**EXERCISE AIM**
Determine how many lines of the items contain the string "green", treating uppercase and lowercase letters as distinct. Give only that number.

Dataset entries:
☆ ☆ ☆ ☆ ☆
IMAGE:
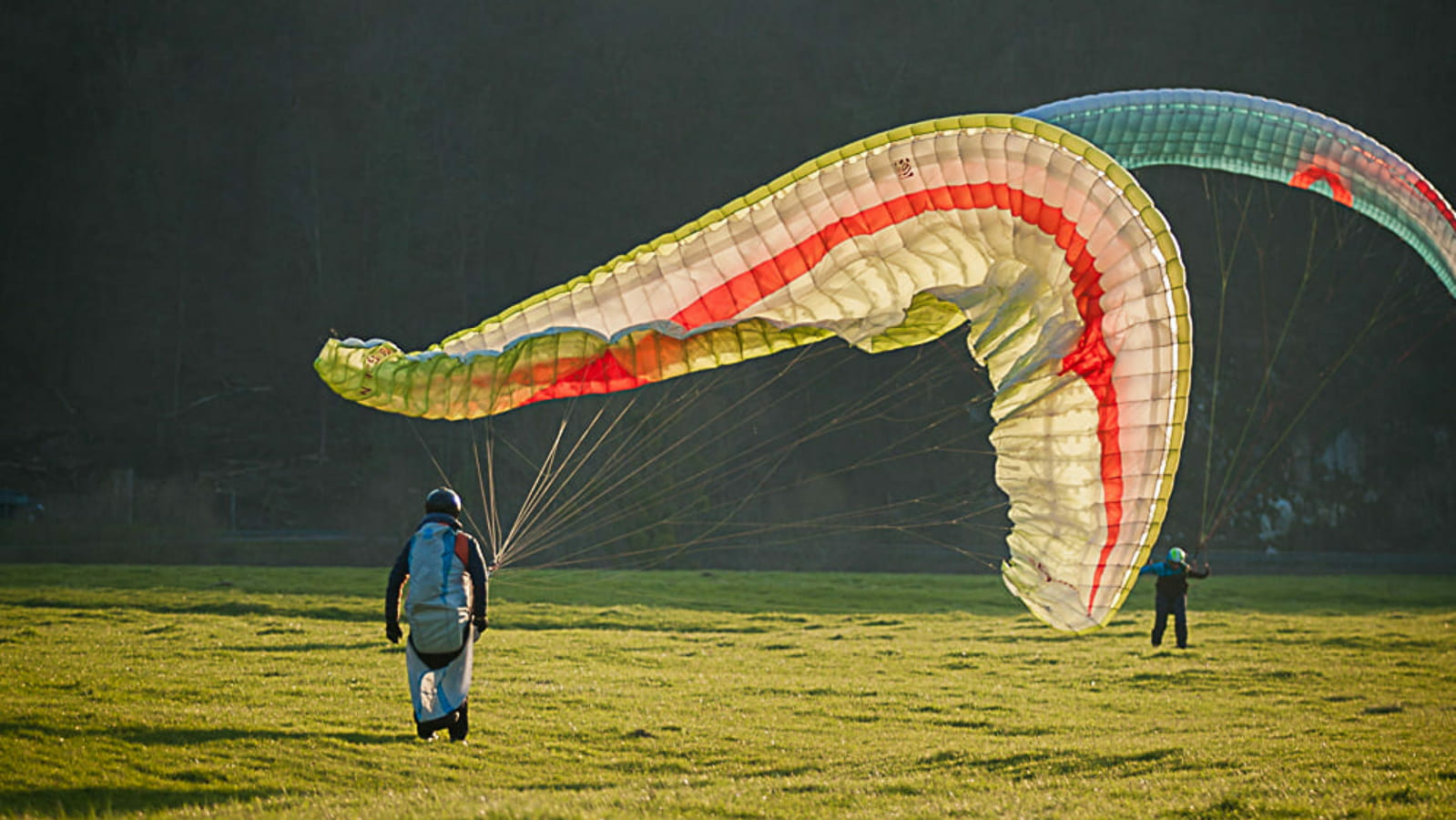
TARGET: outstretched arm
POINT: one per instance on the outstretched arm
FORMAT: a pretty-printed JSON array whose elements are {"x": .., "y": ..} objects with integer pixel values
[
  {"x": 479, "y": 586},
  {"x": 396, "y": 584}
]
☆ ☆ ☆ ☆ ☆
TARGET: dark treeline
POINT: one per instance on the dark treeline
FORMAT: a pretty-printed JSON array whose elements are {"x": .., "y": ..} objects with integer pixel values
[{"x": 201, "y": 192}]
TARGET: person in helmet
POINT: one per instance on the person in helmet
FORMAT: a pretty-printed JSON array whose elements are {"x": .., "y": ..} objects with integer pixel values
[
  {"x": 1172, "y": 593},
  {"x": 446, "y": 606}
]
☆ ☆ ☆ ☆ ☆
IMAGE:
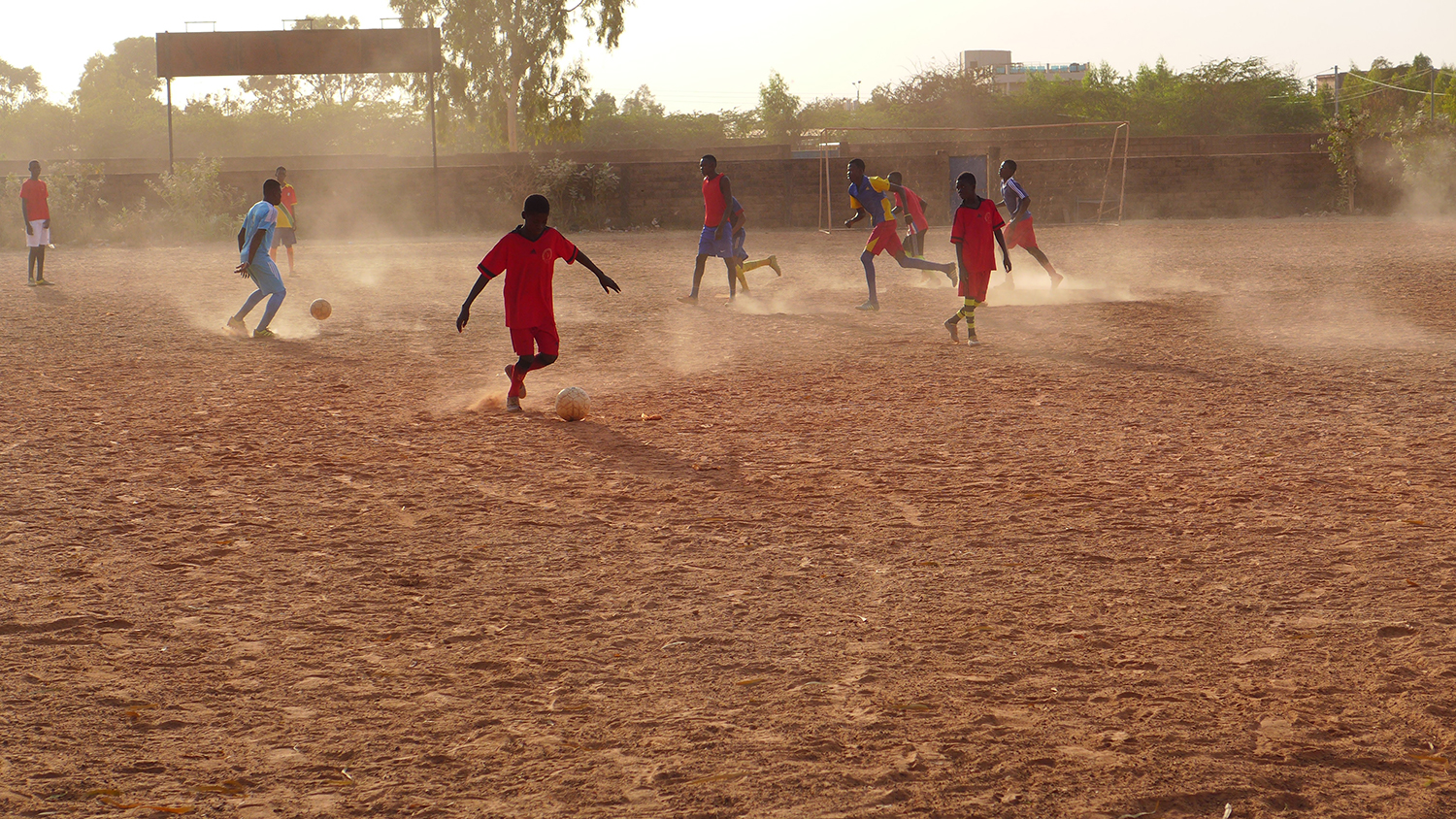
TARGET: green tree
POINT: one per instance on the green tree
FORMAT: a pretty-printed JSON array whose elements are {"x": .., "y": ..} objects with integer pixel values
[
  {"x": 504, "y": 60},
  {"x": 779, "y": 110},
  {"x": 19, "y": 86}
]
☆ ☆ ☆ ☆ ☆
**THE REPLY**
2